• **Your objective**
Reproduce the material beginning at the line that contains "Would you kindly put a point on the white cloud" and ending with the line that contains "point(238, 154)", substituting "Could you please" for every occurrence of "Would you kindly" and leaving everything else unchanged.

>> start Entries shown

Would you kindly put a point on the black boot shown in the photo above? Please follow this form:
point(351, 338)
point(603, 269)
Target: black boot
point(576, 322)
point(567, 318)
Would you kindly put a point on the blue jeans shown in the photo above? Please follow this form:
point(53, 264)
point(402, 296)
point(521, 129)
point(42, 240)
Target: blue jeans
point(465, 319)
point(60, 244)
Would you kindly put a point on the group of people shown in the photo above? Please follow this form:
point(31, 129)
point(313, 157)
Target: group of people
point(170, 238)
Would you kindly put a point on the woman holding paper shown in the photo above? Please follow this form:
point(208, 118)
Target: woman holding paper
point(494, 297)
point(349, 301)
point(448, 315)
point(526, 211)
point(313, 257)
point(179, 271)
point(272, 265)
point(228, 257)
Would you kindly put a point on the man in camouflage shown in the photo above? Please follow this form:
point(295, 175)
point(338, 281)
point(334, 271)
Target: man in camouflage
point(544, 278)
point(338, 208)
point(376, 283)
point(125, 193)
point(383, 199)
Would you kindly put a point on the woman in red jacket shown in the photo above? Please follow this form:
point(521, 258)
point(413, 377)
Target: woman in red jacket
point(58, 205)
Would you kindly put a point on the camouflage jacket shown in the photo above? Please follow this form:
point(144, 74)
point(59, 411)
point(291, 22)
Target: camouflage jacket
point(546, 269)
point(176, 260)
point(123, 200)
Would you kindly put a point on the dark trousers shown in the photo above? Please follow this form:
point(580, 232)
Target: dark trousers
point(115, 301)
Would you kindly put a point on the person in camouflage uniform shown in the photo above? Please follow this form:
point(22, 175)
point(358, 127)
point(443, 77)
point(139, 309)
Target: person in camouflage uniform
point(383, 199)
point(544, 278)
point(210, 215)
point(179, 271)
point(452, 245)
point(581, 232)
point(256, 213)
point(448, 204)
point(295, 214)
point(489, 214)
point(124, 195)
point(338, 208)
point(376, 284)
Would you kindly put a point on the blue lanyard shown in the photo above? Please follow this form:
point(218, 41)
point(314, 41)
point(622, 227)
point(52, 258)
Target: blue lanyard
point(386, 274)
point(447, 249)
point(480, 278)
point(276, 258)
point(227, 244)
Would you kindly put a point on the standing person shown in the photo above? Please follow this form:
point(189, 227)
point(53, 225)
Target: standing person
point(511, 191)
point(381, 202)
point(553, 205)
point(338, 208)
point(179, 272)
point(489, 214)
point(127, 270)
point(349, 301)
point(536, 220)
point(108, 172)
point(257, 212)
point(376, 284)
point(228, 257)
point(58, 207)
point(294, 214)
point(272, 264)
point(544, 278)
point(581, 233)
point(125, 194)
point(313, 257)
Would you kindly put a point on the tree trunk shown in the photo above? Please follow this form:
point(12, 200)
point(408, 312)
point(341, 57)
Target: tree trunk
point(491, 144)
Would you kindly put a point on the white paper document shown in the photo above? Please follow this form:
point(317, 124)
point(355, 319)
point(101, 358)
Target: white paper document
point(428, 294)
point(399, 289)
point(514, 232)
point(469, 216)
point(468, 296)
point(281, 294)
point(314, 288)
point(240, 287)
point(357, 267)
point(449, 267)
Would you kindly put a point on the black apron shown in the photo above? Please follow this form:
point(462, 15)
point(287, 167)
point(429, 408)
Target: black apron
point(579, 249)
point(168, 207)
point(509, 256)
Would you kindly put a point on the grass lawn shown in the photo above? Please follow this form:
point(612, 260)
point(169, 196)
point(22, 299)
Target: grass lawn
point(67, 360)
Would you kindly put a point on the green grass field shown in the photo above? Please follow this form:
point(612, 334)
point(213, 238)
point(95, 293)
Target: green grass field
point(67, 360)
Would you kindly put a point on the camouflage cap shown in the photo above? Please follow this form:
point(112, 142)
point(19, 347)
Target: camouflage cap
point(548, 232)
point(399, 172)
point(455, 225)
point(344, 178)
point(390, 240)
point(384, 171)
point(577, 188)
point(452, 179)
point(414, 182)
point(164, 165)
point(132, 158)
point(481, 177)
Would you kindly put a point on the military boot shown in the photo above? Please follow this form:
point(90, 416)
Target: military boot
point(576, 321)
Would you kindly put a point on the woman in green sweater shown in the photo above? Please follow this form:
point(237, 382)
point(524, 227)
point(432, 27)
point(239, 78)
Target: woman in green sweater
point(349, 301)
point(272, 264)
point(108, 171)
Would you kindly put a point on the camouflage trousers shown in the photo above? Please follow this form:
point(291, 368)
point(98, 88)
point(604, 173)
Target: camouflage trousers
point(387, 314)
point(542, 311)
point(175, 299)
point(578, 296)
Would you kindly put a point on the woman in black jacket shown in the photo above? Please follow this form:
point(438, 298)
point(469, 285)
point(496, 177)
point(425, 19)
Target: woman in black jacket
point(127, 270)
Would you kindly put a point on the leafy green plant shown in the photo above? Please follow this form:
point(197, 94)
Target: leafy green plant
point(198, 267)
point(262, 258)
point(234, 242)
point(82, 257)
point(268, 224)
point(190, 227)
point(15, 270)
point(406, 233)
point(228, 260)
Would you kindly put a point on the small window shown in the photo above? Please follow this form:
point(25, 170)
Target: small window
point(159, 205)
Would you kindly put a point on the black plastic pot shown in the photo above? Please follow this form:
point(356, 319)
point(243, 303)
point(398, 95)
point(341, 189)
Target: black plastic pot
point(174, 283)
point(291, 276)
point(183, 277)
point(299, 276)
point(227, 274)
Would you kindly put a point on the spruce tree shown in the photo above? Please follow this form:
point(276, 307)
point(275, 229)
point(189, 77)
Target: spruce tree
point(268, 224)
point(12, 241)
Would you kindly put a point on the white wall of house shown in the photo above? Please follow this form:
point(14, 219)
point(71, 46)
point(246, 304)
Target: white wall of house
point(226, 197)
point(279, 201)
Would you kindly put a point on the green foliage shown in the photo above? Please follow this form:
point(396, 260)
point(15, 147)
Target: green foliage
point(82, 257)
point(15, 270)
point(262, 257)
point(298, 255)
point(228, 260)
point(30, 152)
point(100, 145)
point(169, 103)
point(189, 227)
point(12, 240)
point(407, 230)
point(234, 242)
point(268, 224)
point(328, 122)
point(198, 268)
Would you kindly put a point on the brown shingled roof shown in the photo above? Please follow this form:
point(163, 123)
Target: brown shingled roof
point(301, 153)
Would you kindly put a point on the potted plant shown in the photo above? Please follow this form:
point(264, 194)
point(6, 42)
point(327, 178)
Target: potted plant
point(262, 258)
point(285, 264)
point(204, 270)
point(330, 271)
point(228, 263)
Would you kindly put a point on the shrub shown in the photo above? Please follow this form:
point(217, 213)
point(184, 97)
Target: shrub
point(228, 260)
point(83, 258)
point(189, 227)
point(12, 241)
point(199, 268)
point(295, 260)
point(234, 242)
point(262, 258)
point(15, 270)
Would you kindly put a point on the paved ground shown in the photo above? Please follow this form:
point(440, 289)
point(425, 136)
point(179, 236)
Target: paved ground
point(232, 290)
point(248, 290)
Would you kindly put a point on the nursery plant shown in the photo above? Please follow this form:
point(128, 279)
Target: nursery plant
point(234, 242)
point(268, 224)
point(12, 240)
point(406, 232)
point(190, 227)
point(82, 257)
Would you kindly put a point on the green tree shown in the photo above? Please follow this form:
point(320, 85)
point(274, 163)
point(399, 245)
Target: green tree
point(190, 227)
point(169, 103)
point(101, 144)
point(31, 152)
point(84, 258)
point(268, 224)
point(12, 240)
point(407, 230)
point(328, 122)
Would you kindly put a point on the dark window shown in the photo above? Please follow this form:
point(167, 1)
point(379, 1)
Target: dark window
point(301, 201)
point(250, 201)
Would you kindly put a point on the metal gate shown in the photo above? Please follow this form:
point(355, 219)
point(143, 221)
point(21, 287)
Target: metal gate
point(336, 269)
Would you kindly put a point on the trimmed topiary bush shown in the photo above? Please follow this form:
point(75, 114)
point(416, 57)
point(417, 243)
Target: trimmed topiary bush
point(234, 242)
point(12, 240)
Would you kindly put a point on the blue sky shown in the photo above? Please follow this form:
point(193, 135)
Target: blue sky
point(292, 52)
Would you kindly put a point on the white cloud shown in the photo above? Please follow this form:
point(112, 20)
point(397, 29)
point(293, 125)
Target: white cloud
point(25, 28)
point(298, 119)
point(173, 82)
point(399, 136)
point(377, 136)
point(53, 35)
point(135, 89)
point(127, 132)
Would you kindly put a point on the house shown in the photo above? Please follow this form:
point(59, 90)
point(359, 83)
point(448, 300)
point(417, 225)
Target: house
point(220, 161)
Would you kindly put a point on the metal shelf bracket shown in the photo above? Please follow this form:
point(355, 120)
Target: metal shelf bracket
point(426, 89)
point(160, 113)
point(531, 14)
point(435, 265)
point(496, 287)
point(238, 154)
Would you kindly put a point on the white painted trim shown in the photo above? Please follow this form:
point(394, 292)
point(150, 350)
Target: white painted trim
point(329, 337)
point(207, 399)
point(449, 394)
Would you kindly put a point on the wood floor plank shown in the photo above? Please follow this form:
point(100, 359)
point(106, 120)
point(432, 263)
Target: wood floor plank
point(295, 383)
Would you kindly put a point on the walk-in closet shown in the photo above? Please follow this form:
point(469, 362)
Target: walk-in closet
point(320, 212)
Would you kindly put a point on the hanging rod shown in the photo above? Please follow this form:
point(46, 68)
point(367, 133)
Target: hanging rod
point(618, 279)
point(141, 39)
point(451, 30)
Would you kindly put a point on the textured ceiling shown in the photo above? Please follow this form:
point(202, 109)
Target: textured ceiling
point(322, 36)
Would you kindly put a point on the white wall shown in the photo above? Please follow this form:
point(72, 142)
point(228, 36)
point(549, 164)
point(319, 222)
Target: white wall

>> end Entries shown

• **Full answer**
Could you please put a point on the white cloud shown in the photo above? Please follow this form:
point(112, 20)
point(397, 29)
point(293, 125)
Target: white cloud
point(25, 28)
point(298, 119)
point(173, 82)
point(399, 136)
point(377, 136)
point(53, 35)
point(135, 89)
point(127, 132)
Could you please put a point on the house shown in the photo above? Please follow this form:
point(59, 90)
point(359, 83)
point(448, 300)
point(417, 225)
Target: house
point(220, 161)
Could you please put a point on the metal shelf bracket shown in the photo above? Please follow this form:
point(355, 120)
Target: metal shelf bracket
point(426, 89)
point(160, 113)
point(531, 14)
point(435, 265)
point(496, 287)
point(238, 154)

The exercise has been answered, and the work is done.